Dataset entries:
▽

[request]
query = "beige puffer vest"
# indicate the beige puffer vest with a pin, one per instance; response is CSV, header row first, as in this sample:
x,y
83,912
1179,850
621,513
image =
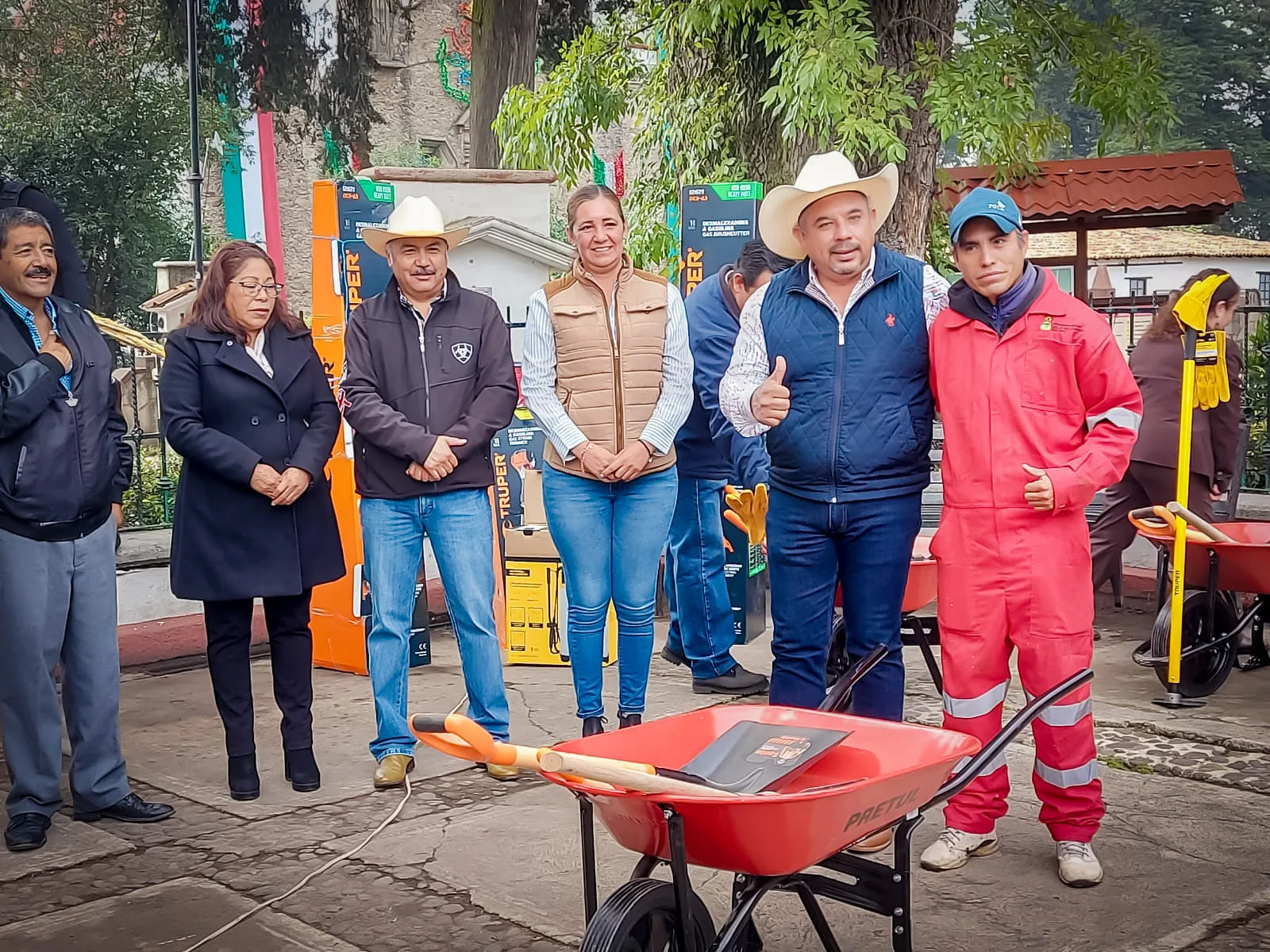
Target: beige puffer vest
x,y
609,387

△

Requirement
Copy out every entry above exactly. Leave the pictures out.

Answer area
[request]
query = "beige puffer vest"
# indicate the beige puffer vest with a pin, one per instance; response is CSV, header row first, as in this sample:
x,y
83,912
1179,850
621,513
image =
Target: beige puffer vest
x,y
609,387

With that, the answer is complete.